Passage given ::
-------
The characters often command wider recognition than any one designer, meaning a cartoon can introduce a fashion brand to a bigger audience.

“I’ve profited from the association,” said Casal, who declined to divulge how much volume she expects to do, but said it’s become an “important” part of her business. “Customers that come in for Kitty are led to discover the rest of my universe.”

“The characters are often bigger than fashion labels,” Burke agreed.

Pellat-Finet said he equates the popularity of cartoons with a resurgence in pop art, a movement away from minimalism and pared-down design and the need for a lighthearted approach to a world rife with violence.

“It’s fresh and droll,” he said. “Right now, I wouldn’t do a sexually crazed, violent manga [character] on a sweater. That’s evident. We want cuter things.”

The designer’s Flintstones sweaters will retail from $1,087 to $2,173.

Cartoons are by no means new to luxury. Cartier, for example, created jewelry with Disney in the Thirties, including charm bracelets with Snow White and the Seven Dwarfs, according to Pierre Rainero, Cartier’s director of strategy and patrimony. In the Seventies, the exclusive Paris jeweler reprised the cartoon theme, creating Snoopy pendants.

And Paris designer Jean-Charles de Castelbajac, who is experiencing something of a renaissance, especially on the London club scene where DJs sport his vintage Snoopy sweaters, has toyed with cartoons for decades.

“It’s the opposite of the less-is-more aesthetic,” he said. “Fashion is more joyful, because everything is so difficult at the moment.”

But cartoons also can be subversive, he said. “I’d put Snoopy on a sweater, but the text coming out of his mouth expressed ecological or political concerns,” said de Castelbajac. “It can be an effective way to tackle difficult issues.”
-------
Data listing ::
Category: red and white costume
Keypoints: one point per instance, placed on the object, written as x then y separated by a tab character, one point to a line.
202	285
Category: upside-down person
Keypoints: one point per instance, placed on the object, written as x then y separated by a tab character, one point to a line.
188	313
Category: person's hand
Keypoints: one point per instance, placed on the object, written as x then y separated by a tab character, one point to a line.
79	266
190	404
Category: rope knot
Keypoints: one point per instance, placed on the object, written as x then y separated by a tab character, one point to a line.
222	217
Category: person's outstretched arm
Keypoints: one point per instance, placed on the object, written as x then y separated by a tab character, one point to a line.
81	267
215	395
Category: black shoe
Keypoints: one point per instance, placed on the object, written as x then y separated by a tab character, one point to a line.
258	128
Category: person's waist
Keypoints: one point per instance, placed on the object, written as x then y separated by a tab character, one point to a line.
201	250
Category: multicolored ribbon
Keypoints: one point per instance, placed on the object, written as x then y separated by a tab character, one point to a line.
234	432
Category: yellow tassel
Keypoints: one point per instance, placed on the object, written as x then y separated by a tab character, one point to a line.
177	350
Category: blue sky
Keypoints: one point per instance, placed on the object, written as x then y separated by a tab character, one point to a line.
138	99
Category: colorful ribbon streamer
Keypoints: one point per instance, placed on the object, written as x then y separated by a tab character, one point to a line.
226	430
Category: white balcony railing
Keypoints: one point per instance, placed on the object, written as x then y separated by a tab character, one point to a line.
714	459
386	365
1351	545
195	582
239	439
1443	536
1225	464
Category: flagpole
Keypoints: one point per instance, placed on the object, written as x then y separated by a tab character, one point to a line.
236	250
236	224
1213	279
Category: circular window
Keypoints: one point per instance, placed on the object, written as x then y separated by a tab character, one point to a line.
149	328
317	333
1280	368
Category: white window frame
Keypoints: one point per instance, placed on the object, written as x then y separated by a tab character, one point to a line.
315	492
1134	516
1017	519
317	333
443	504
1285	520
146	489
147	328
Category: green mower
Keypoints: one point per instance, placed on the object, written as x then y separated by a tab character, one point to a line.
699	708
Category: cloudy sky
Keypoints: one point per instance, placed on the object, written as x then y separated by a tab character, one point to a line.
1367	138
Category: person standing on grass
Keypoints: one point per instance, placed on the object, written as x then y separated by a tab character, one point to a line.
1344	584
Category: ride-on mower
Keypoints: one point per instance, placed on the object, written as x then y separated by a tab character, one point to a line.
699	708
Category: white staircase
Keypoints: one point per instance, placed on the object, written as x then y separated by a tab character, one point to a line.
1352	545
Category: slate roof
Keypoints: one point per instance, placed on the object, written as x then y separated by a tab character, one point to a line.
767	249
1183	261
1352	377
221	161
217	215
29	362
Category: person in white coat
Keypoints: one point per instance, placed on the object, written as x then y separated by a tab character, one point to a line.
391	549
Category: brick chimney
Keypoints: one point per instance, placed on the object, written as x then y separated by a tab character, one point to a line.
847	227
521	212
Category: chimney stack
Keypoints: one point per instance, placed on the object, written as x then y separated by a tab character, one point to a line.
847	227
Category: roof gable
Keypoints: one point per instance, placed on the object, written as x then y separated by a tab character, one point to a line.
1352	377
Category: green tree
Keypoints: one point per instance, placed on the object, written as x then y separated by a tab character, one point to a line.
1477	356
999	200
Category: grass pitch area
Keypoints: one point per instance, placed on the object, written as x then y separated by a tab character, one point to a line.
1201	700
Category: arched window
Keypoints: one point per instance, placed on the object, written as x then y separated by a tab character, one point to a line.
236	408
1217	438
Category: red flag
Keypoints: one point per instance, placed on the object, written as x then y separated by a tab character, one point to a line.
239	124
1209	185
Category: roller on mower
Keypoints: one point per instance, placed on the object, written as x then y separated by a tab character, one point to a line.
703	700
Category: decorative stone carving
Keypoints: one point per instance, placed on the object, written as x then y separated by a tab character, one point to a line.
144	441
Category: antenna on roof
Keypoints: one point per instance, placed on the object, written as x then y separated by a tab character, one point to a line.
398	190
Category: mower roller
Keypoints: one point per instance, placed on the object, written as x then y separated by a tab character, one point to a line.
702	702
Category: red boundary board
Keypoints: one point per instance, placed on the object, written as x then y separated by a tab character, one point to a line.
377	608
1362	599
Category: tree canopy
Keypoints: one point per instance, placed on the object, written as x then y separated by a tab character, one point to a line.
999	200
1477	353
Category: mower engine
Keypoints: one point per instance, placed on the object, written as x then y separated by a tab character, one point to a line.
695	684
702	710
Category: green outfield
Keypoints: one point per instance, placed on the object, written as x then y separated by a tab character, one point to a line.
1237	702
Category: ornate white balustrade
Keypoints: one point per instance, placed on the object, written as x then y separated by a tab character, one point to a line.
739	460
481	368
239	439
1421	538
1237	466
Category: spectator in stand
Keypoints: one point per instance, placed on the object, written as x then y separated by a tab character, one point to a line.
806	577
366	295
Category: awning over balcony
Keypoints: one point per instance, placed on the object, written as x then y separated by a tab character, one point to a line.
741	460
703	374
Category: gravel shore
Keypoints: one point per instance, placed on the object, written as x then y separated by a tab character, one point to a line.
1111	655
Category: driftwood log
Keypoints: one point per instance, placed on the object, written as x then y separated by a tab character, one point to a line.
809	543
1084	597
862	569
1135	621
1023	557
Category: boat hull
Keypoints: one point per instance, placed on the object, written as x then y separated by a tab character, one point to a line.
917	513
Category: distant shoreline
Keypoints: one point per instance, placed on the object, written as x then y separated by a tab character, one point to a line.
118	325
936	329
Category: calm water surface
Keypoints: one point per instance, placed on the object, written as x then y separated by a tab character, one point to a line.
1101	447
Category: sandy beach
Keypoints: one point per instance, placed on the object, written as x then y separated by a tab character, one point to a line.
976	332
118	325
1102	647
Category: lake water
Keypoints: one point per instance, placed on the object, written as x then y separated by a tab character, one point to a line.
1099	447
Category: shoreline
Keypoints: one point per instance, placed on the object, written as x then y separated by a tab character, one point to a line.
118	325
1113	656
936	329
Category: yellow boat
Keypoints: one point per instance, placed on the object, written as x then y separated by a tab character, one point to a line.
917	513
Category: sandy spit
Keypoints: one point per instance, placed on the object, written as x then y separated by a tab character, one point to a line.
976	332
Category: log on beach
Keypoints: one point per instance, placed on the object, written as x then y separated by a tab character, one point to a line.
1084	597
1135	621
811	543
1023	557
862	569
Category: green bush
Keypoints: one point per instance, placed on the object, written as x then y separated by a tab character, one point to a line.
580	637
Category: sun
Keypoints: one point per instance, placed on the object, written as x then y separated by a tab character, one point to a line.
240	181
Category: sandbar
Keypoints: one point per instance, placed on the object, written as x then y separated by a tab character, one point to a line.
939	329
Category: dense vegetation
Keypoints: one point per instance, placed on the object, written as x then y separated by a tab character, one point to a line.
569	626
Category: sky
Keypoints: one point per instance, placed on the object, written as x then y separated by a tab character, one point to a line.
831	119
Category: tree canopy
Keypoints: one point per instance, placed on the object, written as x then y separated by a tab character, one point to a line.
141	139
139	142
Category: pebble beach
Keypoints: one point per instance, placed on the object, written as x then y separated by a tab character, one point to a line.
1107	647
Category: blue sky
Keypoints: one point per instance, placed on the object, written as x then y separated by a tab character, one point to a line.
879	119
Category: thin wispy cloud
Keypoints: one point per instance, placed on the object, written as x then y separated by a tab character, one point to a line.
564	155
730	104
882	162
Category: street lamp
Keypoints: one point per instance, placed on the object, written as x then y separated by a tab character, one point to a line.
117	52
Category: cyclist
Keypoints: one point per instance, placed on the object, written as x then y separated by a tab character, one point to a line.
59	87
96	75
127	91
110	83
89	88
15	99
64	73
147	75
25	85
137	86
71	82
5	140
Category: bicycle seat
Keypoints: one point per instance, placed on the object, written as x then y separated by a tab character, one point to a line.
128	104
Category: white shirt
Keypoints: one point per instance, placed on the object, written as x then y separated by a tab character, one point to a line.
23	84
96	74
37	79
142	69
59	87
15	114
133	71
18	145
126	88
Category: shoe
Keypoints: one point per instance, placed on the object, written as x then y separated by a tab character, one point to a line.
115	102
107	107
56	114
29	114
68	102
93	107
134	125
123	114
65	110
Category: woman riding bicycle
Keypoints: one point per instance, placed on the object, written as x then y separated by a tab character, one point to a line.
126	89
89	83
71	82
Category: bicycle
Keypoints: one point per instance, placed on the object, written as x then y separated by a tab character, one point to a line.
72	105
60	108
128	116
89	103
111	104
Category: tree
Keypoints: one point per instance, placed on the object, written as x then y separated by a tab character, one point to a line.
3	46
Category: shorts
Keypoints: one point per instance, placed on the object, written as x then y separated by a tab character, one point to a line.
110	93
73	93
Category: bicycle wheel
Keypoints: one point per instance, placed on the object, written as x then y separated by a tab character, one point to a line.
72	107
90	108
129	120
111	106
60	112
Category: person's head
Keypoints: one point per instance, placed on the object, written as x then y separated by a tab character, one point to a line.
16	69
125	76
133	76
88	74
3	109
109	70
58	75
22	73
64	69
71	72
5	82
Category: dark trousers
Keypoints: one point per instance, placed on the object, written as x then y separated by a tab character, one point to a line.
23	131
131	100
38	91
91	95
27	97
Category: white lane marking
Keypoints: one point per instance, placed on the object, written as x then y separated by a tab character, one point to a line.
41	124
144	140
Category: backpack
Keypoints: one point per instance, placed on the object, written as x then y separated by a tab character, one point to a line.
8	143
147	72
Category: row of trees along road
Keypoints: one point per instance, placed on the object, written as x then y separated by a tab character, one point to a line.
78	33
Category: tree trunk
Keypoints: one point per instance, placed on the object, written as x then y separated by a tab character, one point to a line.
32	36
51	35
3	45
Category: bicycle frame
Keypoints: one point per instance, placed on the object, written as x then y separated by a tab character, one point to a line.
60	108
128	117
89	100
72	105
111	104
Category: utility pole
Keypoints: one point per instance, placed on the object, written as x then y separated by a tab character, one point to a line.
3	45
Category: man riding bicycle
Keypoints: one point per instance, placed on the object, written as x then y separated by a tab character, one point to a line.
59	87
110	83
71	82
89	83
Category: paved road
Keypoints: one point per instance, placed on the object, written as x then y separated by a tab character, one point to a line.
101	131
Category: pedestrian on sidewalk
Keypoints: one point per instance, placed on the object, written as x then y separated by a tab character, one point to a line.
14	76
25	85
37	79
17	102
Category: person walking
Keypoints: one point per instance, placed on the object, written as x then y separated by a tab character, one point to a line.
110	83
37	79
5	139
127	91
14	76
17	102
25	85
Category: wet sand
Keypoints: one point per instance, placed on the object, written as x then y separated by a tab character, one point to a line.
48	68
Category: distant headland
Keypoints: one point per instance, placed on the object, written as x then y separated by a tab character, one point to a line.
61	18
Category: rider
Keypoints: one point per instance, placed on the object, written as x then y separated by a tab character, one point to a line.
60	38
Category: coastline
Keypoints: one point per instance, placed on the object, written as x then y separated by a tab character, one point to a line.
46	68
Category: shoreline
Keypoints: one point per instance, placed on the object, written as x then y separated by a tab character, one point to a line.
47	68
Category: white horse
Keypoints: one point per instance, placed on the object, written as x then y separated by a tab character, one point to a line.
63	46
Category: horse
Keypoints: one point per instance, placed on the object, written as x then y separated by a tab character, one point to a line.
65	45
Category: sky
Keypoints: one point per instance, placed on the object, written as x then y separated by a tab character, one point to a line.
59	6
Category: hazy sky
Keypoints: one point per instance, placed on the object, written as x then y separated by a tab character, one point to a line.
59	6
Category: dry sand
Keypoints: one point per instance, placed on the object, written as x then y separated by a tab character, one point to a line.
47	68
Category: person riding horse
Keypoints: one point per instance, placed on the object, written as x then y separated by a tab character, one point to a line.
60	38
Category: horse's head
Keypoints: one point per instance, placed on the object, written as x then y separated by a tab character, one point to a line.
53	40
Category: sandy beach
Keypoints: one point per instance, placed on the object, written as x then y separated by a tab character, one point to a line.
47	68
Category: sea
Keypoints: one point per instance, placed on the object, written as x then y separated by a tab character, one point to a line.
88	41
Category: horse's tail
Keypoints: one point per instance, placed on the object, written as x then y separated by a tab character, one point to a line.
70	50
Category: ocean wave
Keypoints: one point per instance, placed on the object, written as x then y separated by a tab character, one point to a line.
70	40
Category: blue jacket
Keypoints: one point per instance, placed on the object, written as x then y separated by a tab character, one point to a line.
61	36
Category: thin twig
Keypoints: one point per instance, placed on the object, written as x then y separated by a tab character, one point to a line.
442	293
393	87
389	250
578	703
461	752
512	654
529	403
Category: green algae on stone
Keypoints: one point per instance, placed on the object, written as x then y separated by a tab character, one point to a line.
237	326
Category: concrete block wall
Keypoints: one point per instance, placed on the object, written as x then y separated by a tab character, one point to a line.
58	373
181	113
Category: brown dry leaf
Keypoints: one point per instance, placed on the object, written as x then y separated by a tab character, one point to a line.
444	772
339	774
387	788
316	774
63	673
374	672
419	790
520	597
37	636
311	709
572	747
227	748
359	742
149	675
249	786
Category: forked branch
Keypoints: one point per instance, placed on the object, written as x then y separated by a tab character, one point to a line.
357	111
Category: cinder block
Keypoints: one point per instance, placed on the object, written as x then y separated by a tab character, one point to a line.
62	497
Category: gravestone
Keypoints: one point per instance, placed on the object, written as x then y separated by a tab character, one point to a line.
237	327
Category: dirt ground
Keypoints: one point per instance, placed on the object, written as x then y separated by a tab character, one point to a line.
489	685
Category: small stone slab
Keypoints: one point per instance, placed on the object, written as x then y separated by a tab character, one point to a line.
-------
Requirement 1 ::
Revise the cartoon article from "Cartoons are by" to "cartoons for decades.", putting "Garfield" wherever "Snoopy" appears.
Requirement 2 ::
Return every line of the listing that contains the string "roller", treating uppercase and lowercase as different.
The cartoon article and the listing come from unrelated sources.

Final result 1 ::
Cartoons are by no means new to luxury. Cartier, for example, created jewelry with Disney in the Thirties, including charm bracelets with Snow White and the Seven Dwarfs, according to Pierre Rainero, Cartier’s director of strategy and patrimony. In the Seventies, the exclusive Paris jeweler reprised the cartoon theme, creating Garfield pendants.

And Paris designer Jean-Charles de Castelbajac, who is experiencing something of a renaissance, especially on the London club scene where DJs sport his vintage Garfield sweaters, has toyed with cartoons for decades.

Final result 2 ::
Category: roller on mower
Category: mower roller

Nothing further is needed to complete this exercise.